Exercise data
==========

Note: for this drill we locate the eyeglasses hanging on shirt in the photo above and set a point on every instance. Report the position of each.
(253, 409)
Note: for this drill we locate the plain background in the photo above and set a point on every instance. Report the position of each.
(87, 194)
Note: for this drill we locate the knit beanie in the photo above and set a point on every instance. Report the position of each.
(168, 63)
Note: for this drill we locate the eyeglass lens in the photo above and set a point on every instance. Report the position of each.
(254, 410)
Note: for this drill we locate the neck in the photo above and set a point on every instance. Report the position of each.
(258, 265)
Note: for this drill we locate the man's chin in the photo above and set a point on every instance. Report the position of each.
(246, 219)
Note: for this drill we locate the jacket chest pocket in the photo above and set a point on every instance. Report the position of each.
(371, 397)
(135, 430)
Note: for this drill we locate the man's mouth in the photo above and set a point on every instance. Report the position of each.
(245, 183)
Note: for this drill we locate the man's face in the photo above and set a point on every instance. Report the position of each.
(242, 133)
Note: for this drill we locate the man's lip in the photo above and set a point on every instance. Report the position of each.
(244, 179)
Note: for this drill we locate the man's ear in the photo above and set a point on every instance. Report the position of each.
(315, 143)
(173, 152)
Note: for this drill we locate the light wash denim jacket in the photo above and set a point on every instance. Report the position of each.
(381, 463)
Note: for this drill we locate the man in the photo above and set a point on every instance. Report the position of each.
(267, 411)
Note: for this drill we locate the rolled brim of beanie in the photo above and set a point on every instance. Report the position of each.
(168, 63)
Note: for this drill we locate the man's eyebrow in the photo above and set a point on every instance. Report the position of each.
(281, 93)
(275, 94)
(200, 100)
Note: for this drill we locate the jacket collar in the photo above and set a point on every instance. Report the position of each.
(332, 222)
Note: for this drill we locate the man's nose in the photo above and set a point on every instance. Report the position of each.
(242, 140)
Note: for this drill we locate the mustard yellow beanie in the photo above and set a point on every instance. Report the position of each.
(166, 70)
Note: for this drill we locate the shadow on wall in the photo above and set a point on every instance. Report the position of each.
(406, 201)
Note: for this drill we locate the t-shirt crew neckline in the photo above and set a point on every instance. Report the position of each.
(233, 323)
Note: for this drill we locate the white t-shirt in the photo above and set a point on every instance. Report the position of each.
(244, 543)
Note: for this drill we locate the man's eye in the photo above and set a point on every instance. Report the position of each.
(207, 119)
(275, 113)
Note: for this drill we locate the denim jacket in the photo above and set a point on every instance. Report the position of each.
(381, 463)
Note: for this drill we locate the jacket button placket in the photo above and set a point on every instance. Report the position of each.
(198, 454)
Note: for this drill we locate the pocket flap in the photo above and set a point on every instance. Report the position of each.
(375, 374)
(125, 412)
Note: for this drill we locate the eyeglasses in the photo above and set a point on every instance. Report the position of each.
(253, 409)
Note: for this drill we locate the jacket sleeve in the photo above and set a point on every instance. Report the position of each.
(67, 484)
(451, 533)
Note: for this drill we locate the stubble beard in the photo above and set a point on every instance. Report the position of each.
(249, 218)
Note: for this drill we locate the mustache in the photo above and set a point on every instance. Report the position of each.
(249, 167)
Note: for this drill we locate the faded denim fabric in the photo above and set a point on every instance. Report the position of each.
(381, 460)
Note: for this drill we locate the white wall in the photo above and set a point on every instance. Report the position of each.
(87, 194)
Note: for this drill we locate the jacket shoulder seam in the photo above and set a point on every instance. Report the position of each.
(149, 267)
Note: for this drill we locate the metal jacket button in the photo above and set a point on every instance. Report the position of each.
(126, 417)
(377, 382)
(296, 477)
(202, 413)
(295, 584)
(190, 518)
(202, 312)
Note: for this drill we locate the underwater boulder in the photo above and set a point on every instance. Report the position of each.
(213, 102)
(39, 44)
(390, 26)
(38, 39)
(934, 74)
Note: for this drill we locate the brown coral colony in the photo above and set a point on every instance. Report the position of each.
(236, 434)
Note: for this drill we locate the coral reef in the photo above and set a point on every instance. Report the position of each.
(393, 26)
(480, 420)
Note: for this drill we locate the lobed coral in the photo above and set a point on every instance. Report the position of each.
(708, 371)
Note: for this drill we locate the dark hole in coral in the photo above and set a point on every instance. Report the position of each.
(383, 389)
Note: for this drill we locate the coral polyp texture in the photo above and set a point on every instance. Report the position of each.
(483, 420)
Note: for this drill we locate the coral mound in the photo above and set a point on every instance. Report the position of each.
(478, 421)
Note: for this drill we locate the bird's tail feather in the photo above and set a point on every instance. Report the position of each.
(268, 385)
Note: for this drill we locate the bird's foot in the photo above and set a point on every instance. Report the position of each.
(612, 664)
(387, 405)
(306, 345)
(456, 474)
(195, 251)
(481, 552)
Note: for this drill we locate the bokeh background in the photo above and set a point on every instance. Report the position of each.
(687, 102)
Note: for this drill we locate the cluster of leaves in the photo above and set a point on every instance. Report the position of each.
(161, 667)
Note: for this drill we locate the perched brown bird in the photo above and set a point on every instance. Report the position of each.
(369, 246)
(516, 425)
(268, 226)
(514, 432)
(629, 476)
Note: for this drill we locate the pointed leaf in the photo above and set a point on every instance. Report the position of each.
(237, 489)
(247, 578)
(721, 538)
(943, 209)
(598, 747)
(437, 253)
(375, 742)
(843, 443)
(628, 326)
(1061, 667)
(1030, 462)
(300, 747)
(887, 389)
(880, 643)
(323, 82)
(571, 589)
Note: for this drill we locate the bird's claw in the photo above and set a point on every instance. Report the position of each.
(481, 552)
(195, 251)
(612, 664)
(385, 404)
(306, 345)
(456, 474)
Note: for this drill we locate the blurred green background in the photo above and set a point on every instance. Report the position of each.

==========

From the line that contains "Note: for this drill we locate the dark" down to the last line of the listing above, repeat each line exactly, and include nothing else.

Response to this exercise
Note: for this drill we locate the dark hole in coral in the photo above and set a point on every instance. Report the position of each.
(383, 389)
Note: for this drill we locate the coral polyp texture in the photo above and set a point on every instance. Report the position of each.
(483, 420)
Note: for this drill we locate the coral mound in the photo above and set a point on every instance. Report the position of each.
(478, 421)
Note: for this drill we locate the bird's tail feather in the photo above and set a point on every instance. Report the position of each.
(268, 385)
Note: for this drill we locate the bird's foot in the photo above and set a point on every instance. Report the position of each.
(612, 664)
(387, 405)
(306, 345)
(456, 474)
(195, 251)
(481, 552)
Note: for this drill we locate the bokeh background in the photo above and set a point on every instance. Report the position of each.
(687, 102)
Note: for this drill we locate the cluster of leaves in the photo above and set a point on every instance. Report the position of each.
(161, 667)
Note: for this drill we locate the perched brown bird in the photo above and set a point on every instance. Report the position of each.
(369, 246)
(516, 425)
(268, 226)
(514, 432)
(629, 476)
Note: for this drill we locate the pointed leaf in the photo above and set a point on every instance. Report the position of each.
(237, 489)
(247, 578)
(721, 538)
(943, 209)
(598, 747)
(437, 253)
(375, 742)
(843, 443)
(628, 326)
(1061, 667)
(1030, 462)
(300, 747)
(887, 389)
(880, 643)
(323, 82)
(571, 589)
Note: for this drill we locate the bird's claw in the photo above and set a point on every instance. Report the position of each.
(481, 552)
(195, 251)
(612, 664)
(385, 404)
(306, 345)
(456, 474)
Note: for this drill we locate the blurred green background in the photo above and set a point on every instance. Report the position of each.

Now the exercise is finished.